TASK INSTRUCTIONS - Could all of the entries be written out exactly, with any pictures omitted?

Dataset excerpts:
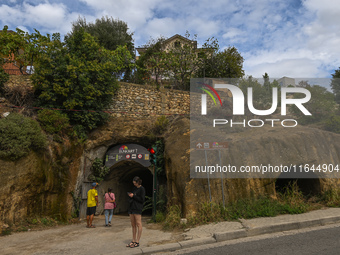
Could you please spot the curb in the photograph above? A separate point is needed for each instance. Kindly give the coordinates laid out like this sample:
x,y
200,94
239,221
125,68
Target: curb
x,y
241,233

TASK ANSWER -
Could you please spot the curb in the photograph above? A separate point is needed for each instance. Kindly give the coordinates laid out like this sample:
x,y
200,94
239,221
125,68
Target: curb
x,y
241,233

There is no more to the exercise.